* ASSIGNED TASK:
Match on the string "standing" in the entries below and return every matching line.

* EXTRACTED DATA:
'''
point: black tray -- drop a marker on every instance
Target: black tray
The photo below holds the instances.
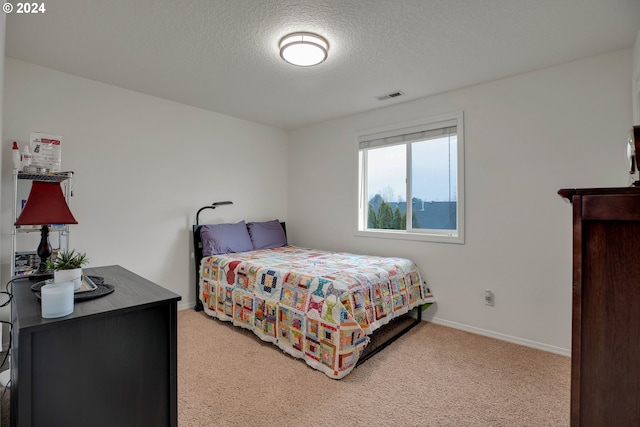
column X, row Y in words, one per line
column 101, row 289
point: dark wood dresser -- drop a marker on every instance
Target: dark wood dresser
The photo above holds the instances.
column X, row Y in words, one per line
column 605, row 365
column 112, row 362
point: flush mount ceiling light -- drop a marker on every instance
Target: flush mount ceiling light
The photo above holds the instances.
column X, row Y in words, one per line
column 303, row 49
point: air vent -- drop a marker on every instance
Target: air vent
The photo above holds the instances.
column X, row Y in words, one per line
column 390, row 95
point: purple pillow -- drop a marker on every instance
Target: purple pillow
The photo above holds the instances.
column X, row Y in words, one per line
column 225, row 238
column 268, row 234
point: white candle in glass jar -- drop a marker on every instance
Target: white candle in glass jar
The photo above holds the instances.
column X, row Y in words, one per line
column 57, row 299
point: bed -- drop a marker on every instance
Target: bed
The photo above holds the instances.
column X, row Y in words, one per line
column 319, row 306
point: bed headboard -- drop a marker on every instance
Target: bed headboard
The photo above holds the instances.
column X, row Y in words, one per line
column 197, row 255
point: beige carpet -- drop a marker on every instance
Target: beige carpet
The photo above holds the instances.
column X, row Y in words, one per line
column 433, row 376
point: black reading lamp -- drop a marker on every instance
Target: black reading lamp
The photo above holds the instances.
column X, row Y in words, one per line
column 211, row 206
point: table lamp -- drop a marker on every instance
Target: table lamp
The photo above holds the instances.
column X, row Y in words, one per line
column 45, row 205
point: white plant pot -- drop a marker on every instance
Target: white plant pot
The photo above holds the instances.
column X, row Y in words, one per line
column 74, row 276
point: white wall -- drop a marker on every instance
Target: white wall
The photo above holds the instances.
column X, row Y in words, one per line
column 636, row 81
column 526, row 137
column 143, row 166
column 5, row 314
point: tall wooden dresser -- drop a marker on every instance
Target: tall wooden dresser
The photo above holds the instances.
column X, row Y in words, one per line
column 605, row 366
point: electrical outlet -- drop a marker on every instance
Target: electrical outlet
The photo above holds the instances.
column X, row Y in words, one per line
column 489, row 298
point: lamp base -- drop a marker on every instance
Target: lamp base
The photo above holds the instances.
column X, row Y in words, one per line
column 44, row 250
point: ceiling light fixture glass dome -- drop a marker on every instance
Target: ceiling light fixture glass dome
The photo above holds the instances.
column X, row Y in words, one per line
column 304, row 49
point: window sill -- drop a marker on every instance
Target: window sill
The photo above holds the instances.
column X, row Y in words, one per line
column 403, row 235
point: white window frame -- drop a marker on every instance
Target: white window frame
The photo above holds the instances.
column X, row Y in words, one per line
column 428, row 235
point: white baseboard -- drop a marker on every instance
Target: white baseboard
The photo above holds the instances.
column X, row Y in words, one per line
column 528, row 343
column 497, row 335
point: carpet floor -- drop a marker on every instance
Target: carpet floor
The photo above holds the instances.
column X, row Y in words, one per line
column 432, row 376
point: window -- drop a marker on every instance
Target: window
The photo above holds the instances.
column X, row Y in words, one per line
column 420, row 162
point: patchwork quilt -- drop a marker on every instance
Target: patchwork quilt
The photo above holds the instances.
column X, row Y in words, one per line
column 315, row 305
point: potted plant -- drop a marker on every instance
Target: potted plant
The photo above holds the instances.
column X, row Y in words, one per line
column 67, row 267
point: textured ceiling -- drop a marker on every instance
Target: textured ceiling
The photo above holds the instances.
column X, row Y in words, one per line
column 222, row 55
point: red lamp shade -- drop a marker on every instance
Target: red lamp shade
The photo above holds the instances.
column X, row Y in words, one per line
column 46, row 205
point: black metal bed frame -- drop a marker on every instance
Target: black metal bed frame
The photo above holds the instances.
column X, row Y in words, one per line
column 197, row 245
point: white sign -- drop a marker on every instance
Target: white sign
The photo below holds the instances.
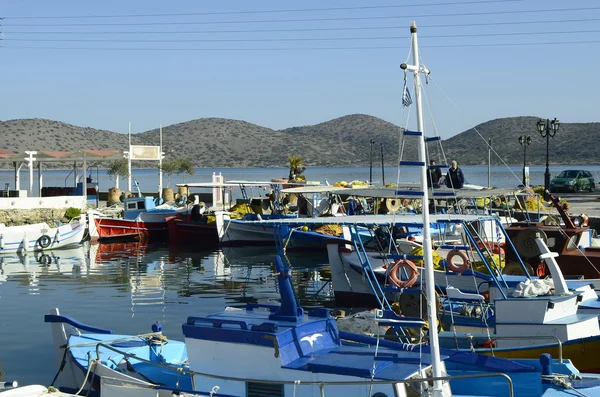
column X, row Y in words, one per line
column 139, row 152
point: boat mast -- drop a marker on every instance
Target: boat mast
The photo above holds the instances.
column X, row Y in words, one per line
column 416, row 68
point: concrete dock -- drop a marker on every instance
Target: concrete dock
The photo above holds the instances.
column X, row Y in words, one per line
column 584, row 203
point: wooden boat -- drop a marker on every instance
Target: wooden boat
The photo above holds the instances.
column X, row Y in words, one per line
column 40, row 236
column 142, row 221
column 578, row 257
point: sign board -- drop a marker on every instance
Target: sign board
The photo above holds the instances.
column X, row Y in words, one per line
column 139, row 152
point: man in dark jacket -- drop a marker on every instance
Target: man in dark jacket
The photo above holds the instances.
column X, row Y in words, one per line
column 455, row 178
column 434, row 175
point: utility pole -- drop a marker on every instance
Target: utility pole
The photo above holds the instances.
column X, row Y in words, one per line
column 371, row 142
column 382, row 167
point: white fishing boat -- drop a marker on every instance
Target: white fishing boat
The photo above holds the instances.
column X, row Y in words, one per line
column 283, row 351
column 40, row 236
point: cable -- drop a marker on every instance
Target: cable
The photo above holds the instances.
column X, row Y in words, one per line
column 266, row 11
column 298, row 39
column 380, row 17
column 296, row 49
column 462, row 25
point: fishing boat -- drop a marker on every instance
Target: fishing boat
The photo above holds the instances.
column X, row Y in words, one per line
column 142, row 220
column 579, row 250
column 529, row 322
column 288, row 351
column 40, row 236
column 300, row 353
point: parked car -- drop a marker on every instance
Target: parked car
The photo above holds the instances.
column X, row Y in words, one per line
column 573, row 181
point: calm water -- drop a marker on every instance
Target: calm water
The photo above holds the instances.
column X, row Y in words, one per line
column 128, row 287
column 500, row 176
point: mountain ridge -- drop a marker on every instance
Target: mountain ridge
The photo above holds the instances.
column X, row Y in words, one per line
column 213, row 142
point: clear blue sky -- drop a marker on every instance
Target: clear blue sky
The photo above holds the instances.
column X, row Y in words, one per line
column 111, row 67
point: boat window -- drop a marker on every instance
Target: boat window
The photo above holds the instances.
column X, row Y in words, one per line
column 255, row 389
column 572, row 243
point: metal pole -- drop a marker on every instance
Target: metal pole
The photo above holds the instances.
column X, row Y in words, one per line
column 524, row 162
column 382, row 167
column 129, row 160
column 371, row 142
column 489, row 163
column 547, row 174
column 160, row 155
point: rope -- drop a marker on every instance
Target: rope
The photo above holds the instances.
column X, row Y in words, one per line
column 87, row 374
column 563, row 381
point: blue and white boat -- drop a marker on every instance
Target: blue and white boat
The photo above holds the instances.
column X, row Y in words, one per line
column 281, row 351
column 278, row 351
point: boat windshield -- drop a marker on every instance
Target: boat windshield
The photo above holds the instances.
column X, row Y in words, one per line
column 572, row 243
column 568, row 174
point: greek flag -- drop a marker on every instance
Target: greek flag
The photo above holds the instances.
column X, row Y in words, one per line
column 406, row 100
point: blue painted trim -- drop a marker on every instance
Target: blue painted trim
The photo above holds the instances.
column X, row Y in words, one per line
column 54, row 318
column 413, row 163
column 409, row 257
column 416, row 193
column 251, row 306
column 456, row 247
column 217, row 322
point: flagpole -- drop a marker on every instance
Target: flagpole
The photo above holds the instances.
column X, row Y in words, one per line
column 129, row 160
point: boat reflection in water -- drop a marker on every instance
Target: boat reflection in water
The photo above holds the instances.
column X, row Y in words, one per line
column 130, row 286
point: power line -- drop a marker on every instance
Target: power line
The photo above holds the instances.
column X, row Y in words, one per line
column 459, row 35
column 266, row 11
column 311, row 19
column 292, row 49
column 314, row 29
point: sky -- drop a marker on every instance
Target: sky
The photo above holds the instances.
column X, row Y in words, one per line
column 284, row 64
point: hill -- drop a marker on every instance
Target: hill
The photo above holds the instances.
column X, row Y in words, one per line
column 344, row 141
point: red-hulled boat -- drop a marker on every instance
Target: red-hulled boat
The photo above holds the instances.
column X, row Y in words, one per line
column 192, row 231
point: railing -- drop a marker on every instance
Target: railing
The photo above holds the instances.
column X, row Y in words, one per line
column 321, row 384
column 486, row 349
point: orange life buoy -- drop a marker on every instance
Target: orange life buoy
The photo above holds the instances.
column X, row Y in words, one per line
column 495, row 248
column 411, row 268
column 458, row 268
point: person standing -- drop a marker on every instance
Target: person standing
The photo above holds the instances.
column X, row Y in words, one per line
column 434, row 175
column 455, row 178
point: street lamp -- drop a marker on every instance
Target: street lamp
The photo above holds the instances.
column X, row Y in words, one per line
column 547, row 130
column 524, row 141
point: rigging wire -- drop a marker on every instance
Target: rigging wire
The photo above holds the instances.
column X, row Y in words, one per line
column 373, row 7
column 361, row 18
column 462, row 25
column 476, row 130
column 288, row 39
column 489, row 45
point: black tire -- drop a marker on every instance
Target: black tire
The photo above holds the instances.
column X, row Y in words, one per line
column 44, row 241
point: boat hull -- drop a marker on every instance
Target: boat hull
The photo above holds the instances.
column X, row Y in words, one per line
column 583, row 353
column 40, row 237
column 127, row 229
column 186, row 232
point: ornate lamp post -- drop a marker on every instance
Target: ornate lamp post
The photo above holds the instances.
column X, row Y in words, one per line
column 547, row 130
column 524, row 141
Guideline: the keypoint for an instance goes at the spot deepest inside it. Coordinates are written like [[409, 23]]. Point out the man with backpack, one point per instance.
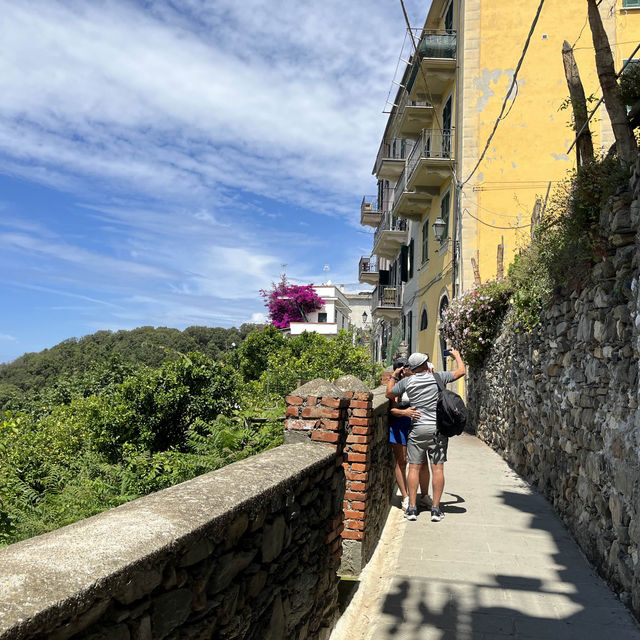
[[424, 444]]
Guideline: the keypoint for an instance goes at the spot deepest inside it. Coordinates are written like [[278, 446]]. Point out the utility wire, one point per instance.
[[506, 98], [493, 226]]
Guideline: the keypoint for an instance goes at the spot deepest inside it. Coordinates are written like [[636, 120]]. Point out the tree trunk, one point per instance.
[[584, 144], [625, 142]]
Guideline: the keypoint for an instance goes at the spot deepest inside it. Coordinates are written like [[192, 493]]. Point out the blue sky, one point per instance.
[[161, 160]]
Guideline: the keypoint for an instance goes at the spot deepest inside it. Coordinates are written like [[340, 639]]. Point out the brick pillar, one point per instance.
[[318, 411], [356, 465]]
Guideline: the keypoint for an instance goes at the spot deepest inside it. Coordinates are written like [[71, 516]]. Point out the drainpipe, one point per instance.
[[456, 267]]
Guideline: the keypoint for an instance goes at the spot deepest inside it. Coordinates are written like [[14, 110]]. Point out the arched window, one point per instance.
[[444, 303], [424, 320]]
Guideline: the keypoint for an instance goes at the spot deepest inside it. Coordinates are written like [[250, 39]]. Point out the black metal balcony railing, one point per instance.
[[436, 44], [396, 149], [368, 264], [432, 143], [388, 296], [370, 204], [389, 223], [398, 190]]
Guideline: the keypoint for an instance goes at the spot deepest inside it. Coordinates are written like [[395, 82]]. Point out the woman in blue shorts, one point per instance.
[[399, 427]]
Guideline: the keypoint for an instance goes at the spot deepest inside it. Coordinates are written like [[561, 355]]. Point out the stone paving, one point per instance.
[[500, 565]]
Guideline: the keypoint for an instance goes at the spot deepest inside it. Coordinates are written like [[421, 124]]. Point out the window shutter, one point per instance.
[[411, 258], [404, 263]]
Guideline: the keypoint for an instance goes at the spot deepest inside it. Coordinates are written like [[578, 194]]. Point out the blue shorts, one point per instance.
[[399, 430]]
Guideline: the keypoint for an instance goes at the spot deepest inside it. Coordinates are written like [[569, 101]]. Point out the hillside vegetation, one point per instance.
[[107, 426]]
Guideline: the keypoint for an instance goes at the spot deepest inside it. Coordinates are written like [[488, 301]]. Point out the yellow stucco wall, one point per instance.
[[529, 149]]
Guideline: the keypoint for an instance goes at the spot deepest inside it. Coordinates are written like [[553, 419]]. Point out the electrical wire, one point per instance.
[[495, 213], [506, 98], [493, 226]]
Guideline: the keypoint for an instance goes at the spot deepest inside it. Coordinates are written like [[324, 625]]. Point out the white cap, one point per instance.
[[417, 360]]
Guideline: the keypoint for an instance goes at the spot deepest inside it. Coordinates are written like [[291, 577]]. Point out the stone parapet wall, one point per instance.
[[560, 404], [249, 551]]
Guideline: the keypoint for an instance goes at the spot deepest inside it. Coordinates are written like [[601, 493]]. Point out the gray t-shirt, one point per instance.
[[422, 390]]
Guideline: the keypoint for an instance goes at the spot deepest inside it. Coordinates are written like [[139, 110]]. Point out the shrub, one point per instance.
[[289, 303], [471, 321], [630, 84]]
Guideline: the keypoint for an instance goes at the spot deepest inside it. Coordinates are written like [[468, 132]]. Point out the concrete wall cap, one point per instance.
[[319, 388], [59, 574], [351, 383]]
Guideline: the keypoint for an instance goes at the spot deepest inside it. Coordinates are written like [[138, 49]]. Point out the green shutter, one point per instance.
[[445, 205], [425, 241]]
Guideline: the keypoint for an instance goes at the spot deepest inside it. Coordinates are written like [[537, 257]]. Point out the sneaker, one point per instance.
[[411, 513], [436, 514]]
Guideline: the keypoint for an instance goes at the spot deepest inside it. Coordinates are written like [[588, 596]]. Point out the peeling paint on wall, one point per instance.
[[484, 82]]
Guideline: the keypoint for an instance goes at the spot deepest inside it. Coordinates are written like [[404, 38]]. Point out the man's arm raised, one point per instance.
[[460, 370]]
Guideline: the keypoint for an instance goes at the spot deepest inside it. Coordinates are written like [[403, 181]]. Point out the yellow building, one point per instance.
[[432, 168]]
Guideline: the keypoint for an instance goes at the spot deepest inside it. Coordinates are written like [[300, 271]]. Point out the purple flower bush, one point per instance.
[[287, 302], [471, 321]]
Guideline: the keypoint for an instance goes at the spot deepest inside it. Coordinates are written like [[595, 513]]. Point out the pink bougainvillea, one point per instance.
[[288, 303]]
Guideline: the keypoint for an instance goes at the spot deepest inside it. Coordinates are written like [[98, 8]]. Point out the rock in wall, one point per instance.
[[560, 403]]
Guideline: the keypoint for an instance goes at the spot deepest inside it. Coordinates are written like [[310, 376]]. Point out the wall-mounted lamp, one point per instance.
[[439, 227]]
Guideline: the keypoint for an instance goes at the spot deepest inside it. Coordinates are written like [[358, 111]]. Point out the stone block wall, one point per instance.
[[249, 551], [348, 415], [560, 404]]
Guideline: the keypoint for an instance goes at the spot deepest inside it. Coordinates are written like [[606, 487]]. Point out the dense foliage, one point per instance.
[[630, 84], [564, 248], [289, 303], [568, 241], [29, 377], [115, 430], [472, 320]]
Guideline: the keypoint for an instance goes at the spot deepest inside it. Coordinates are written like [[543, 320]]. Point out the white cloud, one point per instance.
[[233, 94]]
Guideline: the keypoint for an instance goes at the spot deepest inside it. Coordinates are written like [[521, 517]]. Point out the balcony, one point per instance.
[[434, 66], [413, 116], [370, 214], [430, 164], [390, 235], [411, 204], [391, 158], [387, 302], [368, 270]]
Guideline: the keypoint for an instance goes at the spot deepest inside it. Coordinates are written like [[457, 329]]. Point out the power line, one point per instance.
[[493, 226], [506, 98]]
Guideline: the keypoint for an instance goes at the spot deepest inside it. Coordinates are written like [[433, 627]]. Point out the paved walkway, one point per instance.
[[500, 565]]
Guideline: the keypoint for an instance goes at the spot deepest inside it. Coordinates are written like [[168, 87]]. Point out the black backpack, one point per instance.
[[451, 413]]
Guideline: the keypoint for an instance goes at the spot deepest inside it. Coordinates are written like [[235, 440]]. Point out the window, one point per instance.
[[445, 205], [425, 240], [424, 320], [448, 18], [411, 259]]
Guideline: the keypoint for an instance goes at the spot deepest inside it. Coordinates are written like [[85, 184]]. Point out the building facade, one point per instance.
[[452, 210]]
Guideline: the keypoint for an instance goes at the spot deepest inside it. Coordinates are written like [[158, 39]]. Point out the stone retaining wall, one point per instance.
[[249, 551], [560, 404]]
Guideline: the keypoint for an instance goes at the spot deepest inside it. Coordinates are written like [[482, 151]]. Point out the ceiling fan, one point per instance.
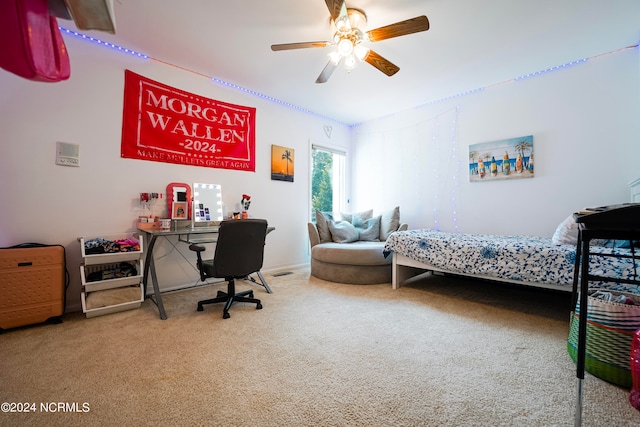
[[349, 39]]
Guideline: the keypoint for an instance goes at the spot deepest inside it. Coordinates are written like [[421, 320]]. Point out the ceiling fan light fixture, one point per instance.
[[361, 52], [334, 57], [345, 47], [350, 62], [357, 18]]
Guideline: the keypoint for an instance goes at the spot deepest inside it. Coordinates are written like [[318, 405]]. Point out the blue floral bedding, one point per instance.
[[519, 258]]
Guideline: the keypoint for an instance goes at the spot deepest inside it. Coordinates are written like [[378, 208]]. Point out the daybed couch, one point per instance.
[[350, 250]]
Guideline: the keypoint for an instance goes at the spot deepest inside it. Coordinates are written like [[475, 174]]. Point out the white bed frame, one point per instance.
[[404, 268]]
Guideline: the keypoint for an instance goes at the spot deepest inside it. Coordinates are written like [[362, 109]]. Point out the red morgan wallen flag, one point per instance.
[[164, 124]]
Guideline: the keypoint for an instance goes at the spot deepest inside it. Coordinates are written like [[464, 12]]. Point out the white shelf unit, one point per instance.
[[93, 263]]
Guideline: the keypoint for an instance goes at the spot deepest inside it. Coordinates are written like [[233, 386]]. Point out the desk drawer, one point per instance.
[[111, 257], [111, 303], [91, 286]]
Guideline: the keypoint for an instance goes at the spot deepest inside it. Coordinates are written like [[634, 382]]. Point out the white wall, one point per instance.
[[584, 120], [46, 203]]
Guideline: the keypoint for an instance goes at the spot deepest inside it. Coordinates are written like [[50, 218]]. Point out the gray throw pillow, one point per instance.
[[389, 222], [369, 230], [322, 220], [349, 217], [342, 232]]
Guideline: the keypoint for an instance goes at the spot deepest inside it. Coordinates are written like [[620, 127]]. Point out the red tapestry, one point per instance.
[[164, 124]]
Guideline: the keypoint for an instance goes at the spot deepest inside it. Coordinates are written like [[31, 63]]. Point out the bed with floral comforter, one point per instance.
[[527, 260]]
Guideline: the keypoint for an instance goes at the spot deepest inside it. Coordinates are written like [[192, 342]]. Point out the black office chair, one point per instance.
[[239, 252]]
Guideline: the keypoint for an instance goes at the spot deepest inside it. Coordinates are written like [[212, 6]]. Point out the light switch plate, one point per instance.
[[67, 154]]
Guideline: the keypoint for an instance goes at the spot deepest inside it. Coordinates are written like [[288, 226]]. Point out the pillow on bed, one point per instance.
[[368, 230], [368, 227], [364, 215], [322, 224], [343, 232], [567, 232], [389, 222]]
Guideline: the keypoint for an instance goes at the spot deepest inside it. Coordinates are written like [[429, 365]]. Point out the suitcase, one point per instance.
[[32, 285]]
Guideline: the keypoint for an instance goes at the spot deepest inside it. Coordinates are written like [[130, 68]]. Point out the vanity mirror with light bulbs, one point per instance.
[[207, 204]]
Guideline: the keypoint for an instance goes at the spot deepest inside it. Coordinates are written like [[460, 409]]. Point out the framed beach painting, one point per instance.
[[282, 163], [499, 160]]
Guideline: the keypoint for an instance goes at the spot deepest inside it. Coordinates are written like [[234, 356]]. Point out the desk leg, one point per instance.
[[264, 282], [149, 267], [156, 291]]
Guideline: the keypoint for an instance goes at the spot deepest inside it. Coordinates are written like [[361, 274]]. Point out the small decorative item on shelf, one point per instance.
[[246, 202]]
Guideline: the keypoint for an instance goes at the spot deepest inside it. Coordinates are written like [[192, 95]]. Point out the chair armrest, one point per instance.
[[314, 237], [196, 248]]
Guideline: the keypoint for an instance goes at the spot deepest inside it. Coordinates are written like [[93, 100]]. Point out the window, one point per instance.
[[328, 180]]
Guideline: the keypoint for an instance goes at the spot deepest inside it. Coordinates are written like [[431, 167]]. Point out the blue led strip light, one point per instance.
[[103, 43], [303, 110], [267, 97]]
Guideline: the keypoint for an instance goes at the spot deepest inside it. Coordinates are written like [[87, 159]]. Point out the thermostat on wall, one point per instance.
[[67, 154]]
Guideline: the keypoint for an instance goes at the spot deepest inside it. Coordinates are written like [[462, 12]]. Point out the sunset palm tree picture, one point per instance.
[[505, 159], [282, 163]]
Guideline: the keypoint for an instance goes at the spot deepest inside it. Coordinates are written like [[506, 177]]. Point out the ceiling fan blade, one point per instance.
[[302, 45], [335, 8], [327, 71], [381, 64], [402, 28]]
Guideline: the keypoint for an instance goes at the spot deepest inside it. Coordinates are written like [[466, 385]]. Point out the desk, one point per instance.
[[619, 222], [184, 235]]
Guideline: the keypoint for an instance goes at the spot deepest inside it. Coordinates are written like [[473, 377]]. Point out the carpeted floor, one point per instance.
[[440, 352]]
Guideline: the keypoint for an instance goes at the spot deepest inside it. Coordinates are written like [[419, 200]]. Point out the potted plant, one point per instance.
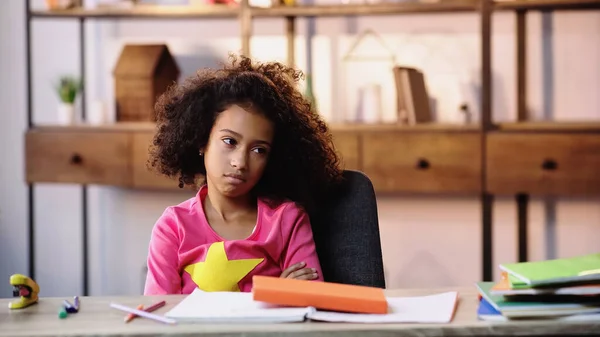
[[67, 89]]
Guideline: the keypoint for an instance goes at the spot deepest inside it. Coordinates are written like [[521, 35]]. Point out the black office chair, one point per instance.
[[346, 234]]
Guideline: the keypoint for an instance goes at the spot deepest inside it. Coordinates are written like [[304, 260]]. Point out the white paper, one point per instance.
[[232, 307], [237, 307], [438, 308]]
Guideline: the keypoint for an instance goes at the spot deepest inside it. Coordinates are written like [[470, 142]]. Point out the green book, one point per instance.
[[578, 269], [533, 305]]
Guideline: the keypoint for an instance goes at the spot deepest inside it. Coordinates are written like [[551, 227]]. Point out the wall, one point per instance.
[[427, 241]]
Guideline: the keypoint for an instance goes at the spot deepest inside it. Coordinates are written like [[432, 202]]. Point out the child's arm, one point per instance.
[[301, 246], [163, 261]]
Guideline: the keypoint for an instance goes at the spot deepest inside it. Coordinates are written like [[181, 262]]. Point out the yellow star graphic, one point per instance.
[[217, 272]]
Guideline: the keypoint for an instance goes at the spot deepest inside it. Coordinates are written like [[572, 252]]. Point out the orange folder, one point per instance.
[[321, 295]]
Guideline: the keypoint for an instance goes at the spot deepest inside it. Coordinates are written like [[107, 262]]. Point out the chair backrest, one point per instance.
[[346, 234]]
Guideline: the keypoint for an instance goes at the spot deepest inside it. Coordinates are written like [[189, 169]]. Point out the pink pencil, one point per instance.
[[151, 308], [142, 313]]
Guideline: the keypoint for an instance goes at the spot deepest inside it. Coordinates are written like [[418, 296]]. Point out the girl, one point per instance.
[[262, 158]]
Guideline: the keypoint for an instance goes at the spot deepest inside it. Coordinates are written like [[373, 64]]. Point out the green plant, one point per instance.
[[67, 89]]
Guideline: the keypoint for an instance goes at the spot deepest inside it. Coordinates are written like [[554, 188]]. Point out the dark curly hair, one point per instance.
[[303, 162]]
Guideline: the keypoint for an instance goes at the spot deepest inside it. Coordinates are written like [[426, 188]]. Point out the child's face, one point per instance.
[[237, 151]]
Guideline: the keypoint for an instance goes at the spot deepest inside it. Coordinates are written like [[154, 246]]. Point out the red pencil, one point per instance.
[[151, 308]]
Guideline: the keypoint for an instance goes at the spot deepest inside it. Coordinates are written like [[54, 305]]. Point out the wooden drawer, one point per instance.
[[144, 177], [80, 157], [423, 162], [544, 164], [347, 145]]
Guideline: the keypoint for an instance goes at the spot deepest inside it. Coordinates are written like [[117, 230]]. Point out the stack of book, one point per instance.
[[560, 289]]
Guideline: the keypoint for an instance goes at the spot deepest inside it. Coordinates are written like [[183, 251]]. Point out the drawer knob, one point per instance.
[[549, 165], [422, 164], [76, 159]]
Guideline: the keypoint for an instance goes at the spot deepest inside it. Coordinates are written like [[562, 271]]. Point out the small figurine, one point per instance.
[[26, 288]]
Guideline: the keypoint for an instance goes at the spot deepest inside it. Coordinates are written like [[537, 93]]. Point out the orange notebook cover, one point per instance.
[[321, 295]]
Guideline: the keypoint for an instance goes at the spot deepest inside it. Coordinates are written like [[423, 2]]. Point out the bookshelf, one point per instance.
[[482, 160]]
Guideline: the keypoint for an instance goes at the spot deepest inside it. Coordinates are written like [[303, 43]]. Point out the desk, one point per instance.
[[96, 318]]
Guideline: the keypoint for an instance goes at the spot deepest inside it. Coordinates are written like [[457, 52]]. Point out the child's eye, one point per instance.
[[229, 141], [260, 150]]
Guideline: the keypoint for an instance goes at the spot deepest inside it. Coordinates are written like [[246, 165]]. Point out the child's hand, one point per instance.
'''
* SOLUTION TO THE EXERCISE:
point: person standing -- drop a marker on every instance
Target: person standing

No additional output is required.